Extracted data entries

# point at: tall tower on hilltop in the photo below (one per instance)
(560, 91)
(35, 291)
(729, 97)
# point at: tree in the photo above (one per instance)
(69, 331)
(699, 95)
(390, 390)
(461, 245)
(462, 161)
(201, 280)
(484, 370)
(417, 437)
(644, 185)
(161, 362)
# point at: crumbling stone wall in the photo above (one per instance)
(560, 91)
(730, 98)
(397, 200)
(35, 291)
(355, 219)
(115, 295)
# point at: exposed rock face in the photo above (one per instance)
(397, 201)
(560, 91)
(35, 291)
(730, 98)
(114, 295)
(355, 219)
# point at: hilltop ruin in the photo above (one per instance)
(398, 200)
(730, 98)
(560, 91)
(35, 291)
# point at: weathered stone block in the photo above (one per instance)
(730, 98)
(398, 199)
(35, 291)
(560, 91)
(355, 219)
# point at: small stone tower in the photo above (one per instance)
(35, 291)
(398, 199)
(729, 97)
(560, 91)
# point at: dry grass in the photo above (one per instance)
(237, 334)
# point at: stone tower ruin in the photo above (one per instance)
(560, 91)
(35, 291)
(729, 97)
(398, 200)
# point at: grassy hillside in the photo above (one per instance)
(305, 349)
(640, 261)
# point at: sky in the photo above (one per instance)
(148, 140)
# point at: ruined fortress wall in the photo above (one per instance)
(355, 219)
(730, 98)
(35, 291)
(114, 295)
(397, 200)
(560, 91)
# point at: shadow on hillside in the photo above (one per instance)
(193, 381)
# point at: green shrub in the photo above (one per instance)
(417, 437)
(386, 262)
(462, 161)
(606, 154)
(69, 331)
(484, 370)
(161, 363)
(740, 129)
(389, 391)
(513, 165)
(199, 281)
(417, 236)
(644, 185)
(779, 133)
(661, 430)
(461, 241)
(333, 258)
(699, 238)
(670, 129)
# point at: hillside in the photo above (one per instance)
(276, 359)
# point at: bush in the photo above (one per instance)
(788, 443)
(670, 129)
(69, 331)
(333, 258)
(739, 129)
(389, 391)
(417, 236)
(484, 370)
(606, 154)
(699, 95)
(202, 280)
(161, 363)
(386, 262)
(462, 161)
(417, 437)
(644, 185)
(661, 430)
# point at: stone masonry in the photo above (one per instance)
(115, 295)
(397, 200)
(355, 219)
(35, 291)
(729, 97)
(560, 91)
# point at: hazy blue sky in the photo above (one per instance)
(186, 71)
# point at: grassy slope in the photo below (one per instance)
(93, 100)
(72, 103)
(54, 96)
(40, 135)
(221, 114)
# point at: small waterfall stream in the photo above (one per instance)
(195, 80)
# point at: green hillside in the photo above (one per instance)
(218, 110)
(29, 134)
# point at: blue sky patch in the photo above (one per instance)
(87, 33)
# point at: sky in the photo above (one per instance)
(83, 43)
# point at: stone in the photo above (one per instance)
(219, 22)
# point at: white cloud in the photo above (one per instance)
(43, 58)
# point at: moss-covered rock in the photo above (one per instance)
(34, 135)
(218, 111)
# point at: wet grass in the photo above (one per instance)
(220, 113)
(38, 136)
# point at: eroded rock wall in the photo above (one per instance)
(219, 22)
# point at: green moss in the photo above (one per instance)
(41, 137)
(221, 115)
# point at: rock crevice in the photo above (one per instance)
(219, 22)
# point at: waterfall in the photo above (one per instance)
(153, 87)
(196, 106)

▶ _TASK TO COMPLETE_:
Return all of the above records exactly, leaving no line out.

▶ _RIGHT ANSWER_:
# point at: tall tower on hilltop in the photo below (one per instance)
(560, 91)
(35, 291)
(729, 97)
# point at: tree in the photo above (one per instance)
(69, 331)
(699, 95)
(390, 390)
(461, 245)
(462, 161)
(201, 280)
(484, 370)
(417, 437)
(644, 185)
(161, 362)
# point at: crumbling stone wall in the photo above (one per instance)
(560, 91)
(730, 98)
(397, 200)
(35, 291)
(355, 219)
(115, 295)
# point at: exposed rock face in the photo above (one per instance)
(397, 201)
(560, 91)
(35, 291)
(730, 98)
(114, 295)
(355, 219)
# point at: hilltop ruin in the photo above (one per instance)
(398, 200)
(730, 98)
(560, 91)
(35, 291)
# point at: weathered stone block in the photo above (one per instance)
(730, 98)
(398, 199)
(35, 291)
(560, 91)
(355, 219)
# point at: small stone tower in the photo above (one per instance)
(35, 291)
(398, 199)
(729, 97)
(560, 91)
# point at: dry grass in the photo above (one per instance)
(237, 334)
# point at: stone tower ruin in the photo above (one per instance)
(560, 91)
(35, 291)
(729, 97)
(398, 200)
# point at: grassy hillside in the photo above (one per instance)
(305, 349)
(640, 261)
# point at: sky in the photo above (one per instance)
(148, 140)
# point at: ruined fortress wall in the photo above (one per instance)
(355, 219)
(730, 98)
(35, 291)
(114, 295)
(397, 200)
(560, 91)
# point at: shadow on hillside in the photo above (one per instance)
(193, 381)
# point at: green shrub in the photo above (one per instance)
(417, 437)
(386, 262)
(462, 161)
(606, 154)
(69, 331)
(484, 370)
(161, 363)
(740, 129)
(389, 391)
(513, 165)
(199, 281)
(417, 236)
(644, 185)
(779, 133)
(661, 430)
(461, 241)
(333, 258)
(699, 238)
(670, 129)
# point at: hillside in the photo above (one per instance)
(276, 359)
# point at: bush in the photo above (one per instance)
(788, 443)
(670, 129)
(69, 331)
(333, 258)
(739, 129)
(389, 391)
(417, 236)
(484, 370)
(606, 154)
(699, 95)
(202, 280)
(161, 363)
(386, 262)
(462, 161)
(417, 437)
(644, 185)
(661, 430)
# point at: stone masonry in the photo above (one per instance)
(115, 295)
(397, 200)
(355, 219)
(35, 291)
(729, 97)
(560, 91)
# point at: hazy blue sky in the photo above (one per instance)
(186, 71)
# point at: grassy slope in the photo below (one per instance)
(93, 100)
(72, 103)
(54, 96)
(40, 135)
(221, 114)
# point at: small waterfall stream in the photo above (one per instance)
(195, 80)
# point at: green hillside in the photo above (one per instance)
(218, 110)
(29, 134)
# point at: blue sky patch in the photo above (one per instance)
(87, 33)
# point at: sky in the photo above (one per instance)
(83, 43)
# point at: stone in the photo above (one per instance)
(219, 22)
# point at: white cloud in the photo above (one per instance)
(43, 58)
# point at: moss-covered rock in the photo above (one per instance)
(34, 135)
(218, 111)
# point at: wet grass in the photo above (one per instance)
(220, 113)
(38, 136)
# point at: eroded rock wall in the photo above (one per instance)
(219, 22)
# point at: green moss in the photo above (one per instance)
(41, 137)
(221, 115)
# point at: rock crevice in the photo above (one per instance)
(219, 22)
# point at: waterfall in the photo above (one per instance)
(153, 87)
(196, 106)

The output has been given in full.